━━ DOCUMENT TEXT ━━

In other words, to a great extent, pitchers are elbow operations waiting to be performed.
I asked a follow-up question.
Going back to the ’50s and ’60s and even into the ’70s, I asked, you had pitchers throwing 300 innings, certainly 250 – Robin Roberts and Warren Spahn, Tom Seaver, Steve Carlton – and they never had this injury. Why is it necessary to restrict pitchers today?
“You’re trying to compare apples and oranges to some degree in athletics,” Andrews said. “In those pitchers, back in those days, they weren’t throwing with the same pressure on them from a financial standpoint as these pitchers are today.”
With all respect due the good doctor, I have to take exception to the idea that today’s pitchers deal with greater financial pressure than the Spahns of an earlier era.
Today’s pitchers have guaranteed contracts worth an average of $3 million a year. Pitchers with losing records gain raises in salary arbitration. In the days before arbitration and free agency, pitchers had real pressure. They had one-year contracts and pitched for their next season’s salaries.
Continuing with his explanation, Andrews said:
“Nor were they pushed as hard to some degree. And the pitchers of today are throwing harder. They’re bigger and stronger. And they are doing more, as I said, at a younger age. So their wear pattern on their throwing arm is greater before they get to that level.
“Other than that, we don’t really have an answer for that. But I don’t think you can compare pitchers back in that category and the pressure to throw and to throw hard and to throw at higher velocities compared to the pitchers that we have today.”

━━━
━━ RECORDS PROVIDED ━━

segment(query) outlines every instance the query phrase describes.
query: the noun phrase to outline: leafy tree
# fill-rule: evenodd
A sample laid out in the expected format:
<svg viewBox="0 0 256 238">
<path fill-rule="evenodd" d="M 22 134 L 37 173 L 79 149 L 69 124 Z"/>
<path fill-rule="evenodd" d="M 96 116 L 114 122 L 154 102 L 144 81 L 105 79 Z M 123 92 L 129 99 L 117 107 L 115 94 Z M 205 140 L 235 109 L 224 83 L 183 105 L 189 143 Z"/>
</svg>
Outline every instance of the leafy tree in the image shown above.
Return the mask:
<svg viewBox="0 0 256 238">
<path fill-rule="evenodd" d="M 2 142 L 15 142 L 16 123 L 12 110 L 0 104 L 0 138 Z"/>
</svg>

━━━

- **WHAT THE TASK REQUIRES**
In the passage on pitchers' arm injuries, reproduce everything from "Going back to" down to "restrict pitchers today?" without any changes.

- **FINAL ANSWER**
Going back to the ’50s and ’60s and even into the ’70s, I asked, you had pitchers throwing 300 innings, certainly 250 – Robin Roberts and Warren Spahn, Tom Seaver, Steve Carlton – and they never had this injury. Why is it necessary to restrict pitchers today?